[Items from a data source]
■ ■ ■

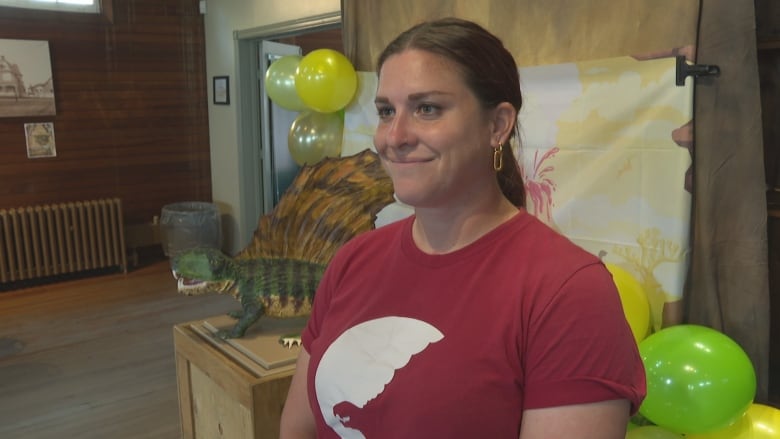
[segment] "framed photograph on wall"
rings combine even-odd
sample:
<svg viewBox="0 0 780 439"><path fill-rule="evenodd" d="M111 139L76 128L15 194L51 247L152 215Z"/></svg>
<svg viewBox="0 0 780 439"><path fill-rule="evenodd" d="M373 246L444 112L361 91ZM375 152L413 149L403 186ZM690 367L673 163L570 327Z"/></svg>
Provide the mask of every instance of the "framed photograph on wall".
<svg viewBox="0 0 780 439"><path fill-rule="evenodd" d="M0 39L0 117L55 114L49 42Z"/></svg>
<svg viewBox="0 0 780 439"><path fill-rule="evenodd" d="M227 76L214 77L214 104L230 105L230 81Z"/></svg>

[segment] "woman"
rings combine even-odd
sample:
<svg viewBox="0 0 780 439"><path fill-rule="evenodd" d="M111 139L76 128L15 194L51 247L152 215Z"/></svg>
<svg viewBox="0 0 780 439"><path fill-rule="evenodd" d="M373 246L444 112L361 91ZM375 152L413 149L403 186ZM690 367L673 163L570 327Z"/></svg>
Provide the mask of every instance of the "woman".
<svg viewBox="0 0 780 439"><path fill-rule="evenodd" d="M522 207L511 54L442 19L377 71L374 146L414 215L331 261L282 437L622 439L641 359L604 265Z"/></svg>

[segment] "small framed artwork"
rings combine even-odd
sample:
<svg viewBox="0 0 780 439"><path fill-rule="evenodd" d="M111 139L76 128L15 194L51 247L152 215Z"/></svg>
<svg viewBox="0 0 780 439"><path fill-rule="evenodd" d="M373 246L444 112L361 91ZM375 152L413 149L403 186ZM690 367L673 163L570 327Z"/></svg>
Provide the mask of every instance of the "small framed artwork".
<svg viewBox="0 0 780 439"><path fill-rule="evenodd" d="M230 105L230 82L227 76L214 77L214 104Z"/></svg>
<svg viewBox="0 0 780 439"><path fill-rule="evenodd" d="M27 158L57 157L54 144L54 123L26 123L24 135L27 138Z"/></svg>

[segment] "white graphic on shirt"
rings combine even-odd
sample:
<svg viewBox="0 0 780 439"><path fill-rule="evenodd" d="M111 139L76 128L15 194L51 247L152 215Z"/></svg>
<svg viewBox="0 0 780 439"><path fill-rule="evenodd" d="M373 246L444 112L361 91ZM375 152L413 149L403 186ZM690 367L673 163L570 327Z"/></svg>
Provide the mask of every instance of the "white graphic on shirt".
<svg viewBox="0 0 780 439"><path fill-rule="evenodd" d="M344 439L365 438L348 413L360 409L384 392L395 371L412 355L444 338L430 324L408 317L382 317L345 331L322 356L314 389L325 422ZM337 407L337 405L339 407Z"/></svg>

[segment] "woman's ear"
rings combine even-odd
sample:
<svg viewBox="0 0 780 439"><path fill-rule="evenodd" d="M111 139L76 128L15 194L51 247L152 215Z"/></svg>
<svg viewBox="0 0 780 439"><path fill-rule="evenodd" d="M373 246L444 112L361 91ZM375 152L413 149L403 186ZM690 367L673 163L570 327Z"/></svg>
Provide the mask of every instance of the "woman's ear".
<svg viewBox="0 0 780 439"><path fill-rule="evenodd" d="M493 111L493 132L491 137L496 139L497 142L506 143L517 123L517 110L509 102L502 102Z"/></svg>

■ ■ ■

▶ **Aim of the task**: This task asks for the data above repeated exactly, without a single picture.

▶ **Result**:
[segment] "framed photograph on wall"
rings combine even-odd
sample:
<svg viewBox="0 0 780 439"><path fill-rule="evenodd" d="M111 139L76 128L15 194L51 247L152 215Z"/></svg>
<svg viewBox="0 0 780 439"><path fill-rule="evenodd" d="M373 246L444 112L361 91ZM375 152L413 149L403 186ZM690 367L673 163L570 327Z"/></svg>
Provide the mask of every instance of the "framed photograph on wall".
<svg viewBox="0 0 780 439"><path fill-rule="evenodd" d="M0 39L0 117L55 114L49 42Z"/></svg>
<svg viewBox="0 0 780 439"><path fill-rule="evenodd" d="M227 76L214 77L214 104L230 105L230 81Z"/></svg>

[segment] "woman"
rings combine even-odd
sample:
<svg viewBox="0 0 780 439"><path fill-rule="evenodd" d="M111 139L76 128L15 194L51 247L152 215Z"/></svg>
<svg viewBox="0 0 780 439"><path fill-rule="evenodd" d="M373 246L444 112L361 91ZM375 152L413 149L403 186ZM690 367L673 163L570 327Z"/></svg>
Provide the mask of every instance of the "woman".
<svg viewBox="0 0 780 439"><path fill-rule="evenodd" d="M522 207L511 54L442 19L377 71L374 146L414 215L331 261L282 437L622 439L641 359L604 265Z"/></svg>

[segment] "small framed artwork"
rings combine even-odd
sample:
<svg viewBox="0 0 780 439"><path fill-rule="evenodd" d="M111 139L76 128L15 194L51 247L152 215Z"/></svg>
<svg viewBox="0 0 780 439"><path fill-rule="evenodd" d="M373 246L444 112L361 91ZM375 152L413 149L403 186ZM690 367L673 163L570 327Z"/></svg>
Provide the mask of every instance of the "small framed artwork".
<svg viewBox="0 0 780 439"><path fill-rule="evenodd" d="M230 105L230 82L227 76L214 77L214 104Z"/></svg>
<svg viewBox="0 0 780 439"><path fill-rule="evenodd" d="M27 158L57 157L54 144L54 123L26 123L24 135L27 138Z"/></svg>

[segment] "white graphic on shirt"
rings combine even-odd
sample:
<svg viewBox="0 0 780 439"><path fill-rule="evenodd" d="M111 139L76 128L15 194L51 247L152 215Z"/></svg>
<svg viewBox="0 0 780 439"><path fill-rule="evenodd" d="M373 246L444 112L361 91ZM375 152L413 149L403 186ZM690 367L673 163L570 327Z"/></svg>
Provide the mask of every instance of the "white graphic on shirt".
<svg viewBox="0 0 780 439"><path fill-rule="evenodd" d="M344 439L365 438L348 413L360 409L384 392L395 371L412 355L444 338L430 324L408 317L382 317L345 331L322 356L314 389L325 422ZM337 407L337 405L339 407Z"/></svg>

[segment] "woman's ear"
rings combine even-odd
sample:
<svg viewBox="0 0 780 439"><path fill-rule="evenodd" d="M111 139L76 128L15 194L51 247L152 215Z"/></svg>
<svg viewBox="0 0 780 439"><path fill-rule="evenodd" d="M373 246L444 112L361 91ZM375 152L413 149L403 186ZM690 367L673 163L570 327Z"/></svg>
Provide the mask of every instance of the "woman's ear".
<svg viewBox="0 0 780 439"><path fill-rule="evenodd" d="M493 111L493 132L491 137L496 139L497 142L506 143L517 123L517 110L509 102L502 102Z"/></svg>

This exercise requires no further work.